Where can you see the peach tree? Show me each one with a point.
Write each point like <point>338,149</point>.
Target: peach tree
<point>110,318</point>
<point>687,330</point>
--
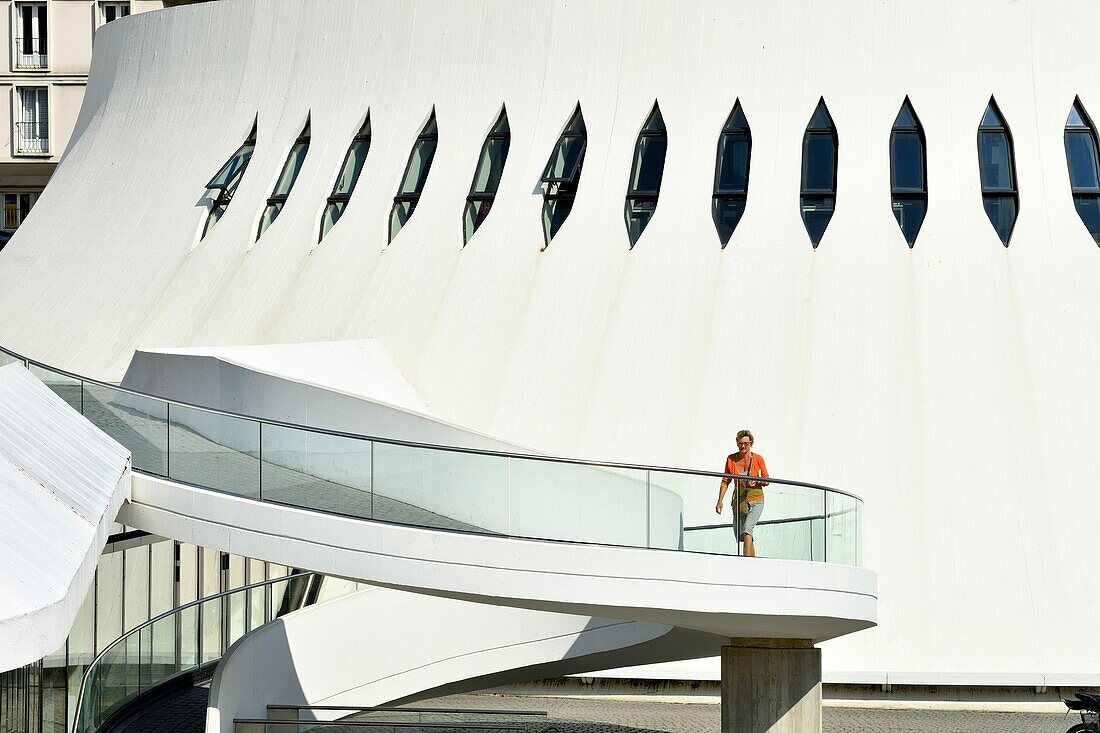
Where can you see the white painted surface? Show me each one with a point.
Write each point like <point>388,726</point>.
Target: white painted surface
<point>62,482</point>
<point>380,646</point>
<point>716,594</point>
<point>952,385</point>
==
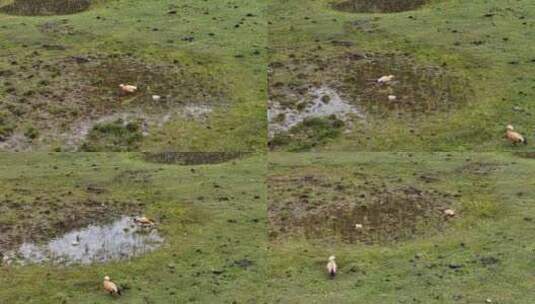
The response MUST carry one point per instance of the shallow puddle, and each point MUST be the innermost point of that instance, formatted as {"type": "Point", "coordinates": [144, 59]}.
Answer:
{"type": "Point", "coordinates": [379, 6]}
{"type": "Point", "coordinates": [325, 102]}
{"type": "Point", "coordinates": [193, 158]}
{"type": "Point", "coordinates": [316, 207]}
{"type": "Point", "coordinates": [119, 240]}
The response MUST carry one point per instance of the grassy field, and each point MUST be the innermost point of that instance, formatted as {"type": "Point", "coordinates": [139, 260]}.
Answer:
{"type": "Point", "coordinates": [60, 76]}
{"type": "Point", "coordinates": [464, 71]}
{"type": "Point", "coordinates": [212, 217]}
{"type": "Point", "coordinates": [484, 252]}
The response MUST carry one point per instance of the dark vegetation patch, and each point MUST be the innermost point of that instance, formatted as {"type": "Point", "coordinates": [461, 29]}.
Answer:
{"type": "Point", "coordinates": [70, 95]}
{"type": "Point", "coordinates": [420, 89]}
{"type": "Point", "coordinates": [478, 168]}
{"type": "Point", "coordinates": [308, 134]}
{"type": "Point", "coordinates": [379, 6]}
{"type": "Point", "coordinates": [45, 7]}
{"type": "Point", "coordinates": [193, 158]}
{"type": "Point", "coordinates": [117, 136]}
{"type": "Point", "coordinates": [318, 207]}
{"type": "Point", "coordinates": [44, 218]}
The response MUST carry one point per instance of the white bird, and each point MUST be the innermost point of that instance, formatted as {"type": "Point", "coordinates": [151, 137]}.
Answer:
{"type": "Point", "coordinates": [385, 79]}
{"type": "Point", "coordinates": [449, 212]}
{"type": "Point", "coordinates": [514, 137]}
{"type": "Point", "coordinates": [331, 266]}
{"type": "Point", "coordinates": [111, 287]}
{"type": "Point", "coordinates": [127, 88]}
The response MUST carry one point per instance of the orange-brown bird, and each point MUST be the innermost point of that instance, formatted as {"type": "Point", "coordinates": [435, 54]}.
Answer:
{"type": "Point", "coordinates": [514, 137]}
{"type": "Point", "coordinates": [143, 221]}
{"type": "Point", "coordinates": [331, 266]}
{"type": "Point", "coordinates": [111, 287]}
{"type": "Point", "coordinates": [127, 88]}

**PETIT PROBLÈME:**
Disposez en tableau Markdown les lignes en commençant à celle qui contient "Where can you see the peach" et en terminant à celle qui contient "<point>687,330</point>", ces deux lignes comprises, sans les lignes vides. Le tableau aura deux colonnes : « n » pour le numéro de rang et « Ligne » pour la ligne elle-même.

**LE RÉSULTAT:**
| n | Ligne |
|---|---|
| 1 | Where can you see the peach tree? Show me each one with a point. |
| 2 | Write each point like <point>338,149</point>. |
| 3 | Target: peach tree |
| 4 | <point>110,318</point> |
| 5 | <point>687,330</point> |